[Gimp-user] GIMP should fork babl and GEGL



Below explains why GIMP should fork babl and GEGL for use just with GIMP:

Hacker News picked up an article from my website: The Sad State of High Bit Depth GIMP Color Management
(http://ninedegreesbelow.com/photography/sad-state-of-high-bit-depth-gimp-color-management.html)

In the Hacker News comments (https://news.ycombinator.com/item?id=8549560
), "unhammer" said:

//begin quote
From glancing over it, it seems to me like Elle Stone wants GIMP to make a rather radical shift to Do The Right Thing, while Øyvind Kolås (Pippin) values making small improvements one step at a time to avoid breaking current functionality.
//end quote

unhammer's otherwise excellent summary overlooks one very important point, which is that there is absolutely *no* current functionality in GIMP that would be broken by Doing the Right Thing, which is to give GIMP proper ICC profile color management.

The only caveat is that a very few GIMP UI functions really do need to be labelled as "only for device sRGB images" or in some cases "only for device NTSC images". This article lists all such functions: http://ninedegreesbelow.com/gimpgit/gimp-hard-coded-sRGB.html

Moving back to the Hacker News comments, our very own Jon Nordby ("jononor") reveals precisely where the "current functionality" that would be broken by Doing the Right Thing actually resides:

//begin quote
GEGL is developed for GIMP, and other projects. http://www.jonnor.com/2014/04/imgflo-0-1-an-image-processing... http://www.jonnor.com/2014/11/imgflo-0-2-the-grid-launched/ Disclosure: I'm a GEGL dev and the imgflo maintainer.

The 'other projects' part is one of the reasons why the proposed solution 'just strip all colorspace info, assume it is the same throughout entire processing pipeline' is not acceptable for GEGL, even if that might somewhat close to the typical usecase for GIMP.

_Available data_.
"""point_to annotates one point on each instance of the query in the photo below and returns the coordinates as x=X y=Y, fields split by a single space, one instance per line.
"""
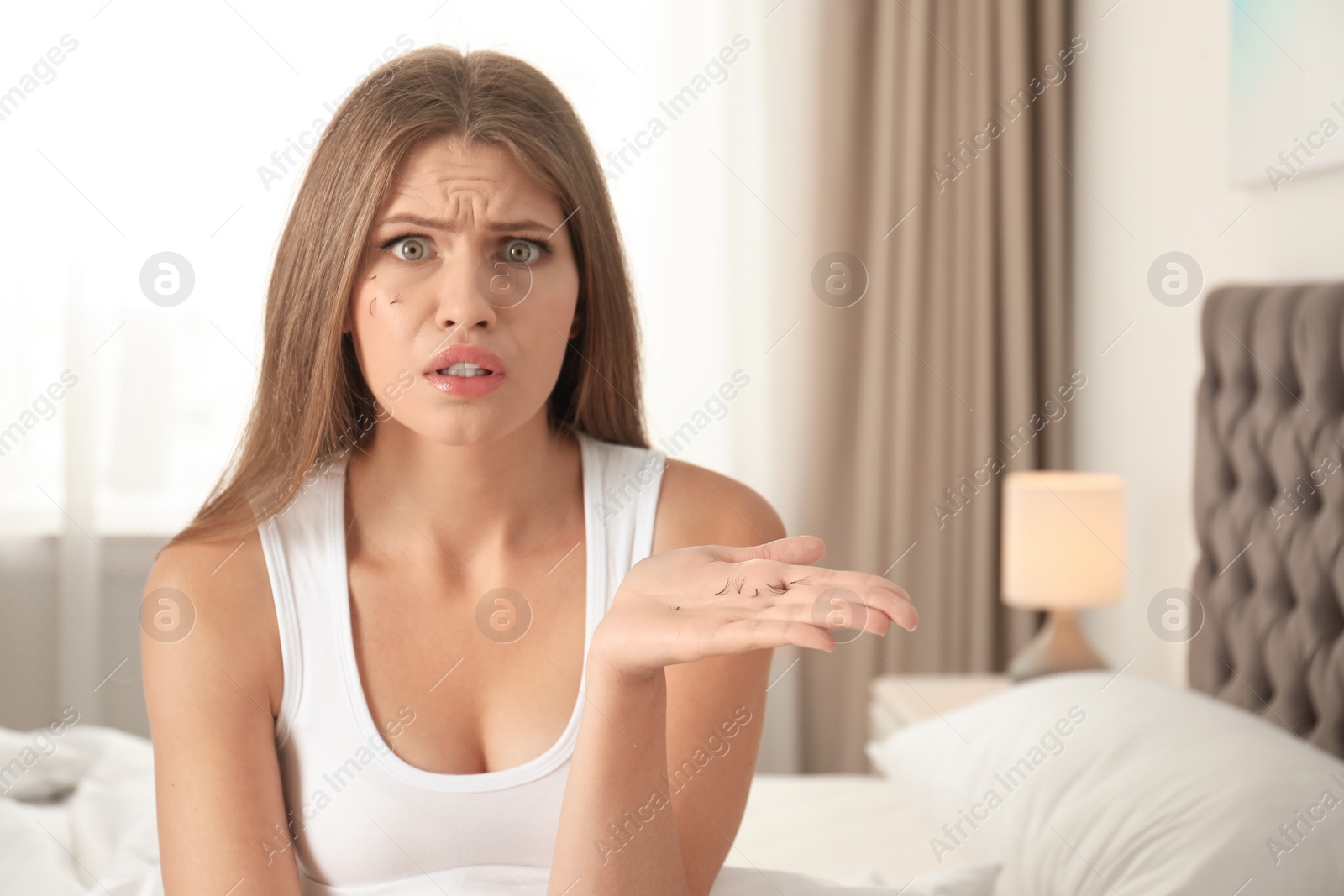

_Instruction_. Please write the next part of the post on forking babl and GEGL for GIMP, picking up after its last sentence. The material above was taken from somewhere else.

_Task response_.
//end quote

In other words, nothing in *GIMP* would be compromised or broken by Doing the Right Thing. However, Nordby's other projects *would* be affected. Of course his other software could be patched to assume sRGB as the image input profile, but perhaps that is something he doesn't want to do.

As an aside, by "just strip all colorspace info", Norby seems to mean replacing hard-coded sRGB parameters with equivalent parameters pulled from the user's chosen RGB working space, which is precisely the Right Thing to Do for GIMP.

The ICC profile color management problem with current GIMP 2.8/2.9 is that some babl/GEGL/GIMP functions are written using hard-coded sRGB Y and XYZ parameters. These functions necessarily give wrong results if you, the GIMP user, try to edit images in other RGB working spaces such as AdobeRGB1998, BetaRGB, or ProPhotoRGB (http://ninedegreesbelow.com/photography/users-guide-to-high-bit-depth-gimp.html).

The "Right Thing to Do" for GIMP is to use LCMS to retrieve the Y and XYZ values from the image's actual user-chosen ICC working space profile and then use the Right values instead of the Wrong values.

Moving back to the Hacker News comments, Jon Nordby said:

//begin quote
This article is primarly a strawman argument, the 'architecture' which is so adamantly argued against has already been abandoned (much thanks to arguments from OP). https://git.gnome.org/browse/babl/tree/docs/roadmap.txt#n74 It has however not magically implemented itself yet.

This is somewhat recognized in the article section which starts "There is a ray of hope". The implication that the issues demonstrated will go away as a consequence of this has somehow been lost, possibly due to miscommunication.
//end quote

My article does not present a strawman argument. Based on his last post to the GIMP developer's mailing list, head babl/GEGL developer Øyvind Kolås is still clinging to his hopelessly broken unbounded sRGB model for image editing.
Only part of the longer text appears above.